● **WORK INSTRUCTIONS**: Edit the items from the very beginning through the line containing "positive clicks: (20, 248) (21, 137)" by replacing "rough mask" with "coarse mask", leaving everything else unchanged, and return only those lines.

+++ SUPPLIED DATA +++

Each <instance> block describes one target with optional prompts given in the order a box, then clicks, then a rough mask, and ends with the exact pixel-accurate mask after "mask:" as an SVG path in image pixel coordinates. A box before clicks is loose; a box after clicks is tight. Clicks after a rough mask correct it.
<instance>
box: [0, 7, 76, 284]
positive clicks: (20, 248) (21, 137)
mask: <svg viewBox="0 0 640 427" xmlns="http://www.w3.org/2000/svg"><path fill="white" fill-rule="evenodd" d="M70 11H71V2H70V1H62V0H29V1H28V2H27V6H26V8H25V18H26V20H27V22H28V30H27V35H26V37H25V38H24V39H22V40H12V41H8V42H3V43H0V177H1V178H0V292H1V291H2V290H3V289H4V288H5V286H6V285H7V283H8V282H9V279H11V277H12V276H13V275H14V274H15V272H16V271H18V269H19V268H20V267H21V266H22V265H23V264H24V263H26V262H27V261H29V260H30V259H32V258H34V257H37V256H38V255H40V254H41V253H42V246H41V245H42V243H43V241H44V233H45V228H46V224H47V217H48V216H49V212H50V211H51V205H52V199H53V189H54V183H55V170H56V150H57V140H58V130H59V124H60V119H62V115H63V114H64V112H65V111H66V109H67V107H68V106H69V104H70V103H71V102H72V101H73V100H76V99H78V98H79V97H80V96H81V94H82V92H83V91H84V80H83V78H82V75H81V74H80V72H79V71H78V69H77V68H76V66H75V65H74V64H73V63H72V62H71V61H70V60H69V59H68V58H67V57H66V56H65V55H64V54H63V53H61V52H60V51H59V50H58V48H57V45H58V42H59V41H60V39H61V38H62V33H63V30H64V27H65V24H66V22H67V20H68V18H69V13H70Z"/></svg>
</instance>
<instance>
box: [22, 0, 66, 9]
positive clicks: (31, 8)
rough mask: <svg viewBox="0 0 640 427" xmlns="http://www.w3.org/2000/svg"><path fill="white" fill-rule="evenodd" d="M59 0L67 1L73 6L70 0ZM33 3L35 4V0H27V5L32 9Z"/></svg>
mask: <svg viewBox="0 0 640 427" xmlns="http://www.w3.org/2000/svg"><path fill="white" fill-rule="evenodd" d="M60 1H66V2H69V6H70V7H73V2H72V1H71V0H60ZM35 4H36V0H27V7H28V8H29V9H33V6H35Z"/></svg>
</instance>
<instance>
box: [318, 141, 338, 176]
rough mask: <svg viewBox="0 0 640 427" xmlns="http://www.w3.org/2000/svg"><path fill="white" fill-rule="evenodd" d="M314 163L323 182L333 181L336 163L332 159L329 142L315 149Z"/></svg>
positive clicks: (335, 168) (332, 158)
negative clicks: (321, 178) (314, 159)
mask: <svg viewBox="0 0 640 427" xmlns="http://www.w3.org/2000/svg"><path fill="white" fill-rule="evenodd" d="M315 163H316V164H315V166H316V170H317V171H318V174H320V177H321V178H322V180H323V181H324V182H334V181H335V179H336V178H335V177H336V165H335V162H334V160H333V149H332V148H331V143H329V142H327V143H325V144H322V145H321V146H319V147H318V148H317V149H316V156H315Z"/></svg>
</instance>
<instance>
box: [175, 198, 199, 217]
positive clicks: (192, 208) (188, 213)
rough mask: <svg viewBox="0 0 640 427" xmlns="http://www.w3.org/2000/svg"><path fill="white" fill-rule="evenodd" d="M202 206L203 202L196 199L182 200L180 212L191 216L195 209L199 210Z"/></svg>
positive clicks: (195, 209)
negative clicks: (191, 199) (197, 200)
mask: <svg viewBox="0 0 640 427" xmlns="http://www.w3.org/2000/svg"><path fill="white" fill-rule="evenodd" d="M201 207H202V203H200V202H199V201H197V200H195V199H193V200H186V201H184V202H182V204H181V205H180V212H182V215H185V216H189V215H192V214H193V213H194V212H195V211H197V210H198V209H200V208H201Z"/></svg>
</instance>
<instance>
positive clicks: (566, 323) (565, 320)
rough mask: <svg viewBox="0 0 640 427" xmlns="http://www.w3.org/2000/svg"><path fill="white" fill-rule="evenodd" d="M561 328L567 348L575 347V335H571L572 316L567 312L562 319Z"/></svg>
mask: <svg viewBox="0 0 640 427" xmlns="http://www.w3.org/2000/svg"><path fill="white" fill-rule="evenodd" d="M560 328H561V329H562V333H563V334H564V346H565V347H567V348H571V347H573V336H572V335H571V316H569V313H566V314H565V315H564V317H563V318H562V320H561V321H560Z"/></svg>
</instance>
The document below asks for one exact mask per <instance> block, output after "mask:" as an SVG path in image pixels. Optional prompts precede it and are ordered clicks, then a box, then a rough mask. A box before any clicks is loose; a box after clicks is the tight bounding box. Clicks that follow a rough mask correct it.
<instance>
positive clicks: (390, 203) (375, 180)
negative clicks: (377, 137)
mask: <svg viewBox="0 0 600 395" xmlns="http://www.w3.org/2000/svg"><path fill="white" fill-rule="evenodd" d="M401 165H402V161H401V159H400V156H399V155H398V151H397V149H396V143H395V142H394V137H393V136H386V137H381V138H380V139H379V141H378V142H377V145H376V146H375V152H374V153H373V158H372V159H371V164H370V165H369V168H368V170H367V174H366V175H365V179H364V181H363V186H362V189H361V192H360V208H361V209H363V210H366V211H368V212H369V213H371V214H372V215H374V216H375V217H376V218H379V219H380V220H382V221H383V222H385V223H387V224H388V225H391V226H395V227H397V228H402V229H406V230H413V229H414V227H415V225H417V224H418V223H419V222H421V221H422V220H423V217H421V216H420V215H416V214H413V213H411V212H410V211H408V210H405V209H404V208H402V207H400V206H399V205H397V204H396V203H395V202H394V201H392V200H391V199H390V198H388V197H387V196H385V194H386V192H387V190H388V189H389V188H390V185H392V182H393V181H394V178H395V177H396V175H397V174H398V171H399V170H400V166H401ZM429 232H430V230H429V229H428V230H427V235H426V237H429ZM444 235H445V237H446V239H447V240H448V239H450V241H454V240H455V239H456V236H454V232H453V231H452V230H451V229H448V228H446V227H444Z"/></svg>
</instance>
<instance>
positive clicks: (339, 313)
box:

+++

● **WORKED SOLUTION**:
Each <instance> block describes one target with optional prompts given in the order a box, then clicks, then a coarse mask, and ends with the exact pixel-accurate mask after "mask:" as an SVG path in image pixel coordinates. A box before clicks is loose; a box after clicks is tight. Clicks after a coarse mask correct it.
<instance>
box: [0, 7, 76, 284]
positive clicks: (20, 248) (21, 137)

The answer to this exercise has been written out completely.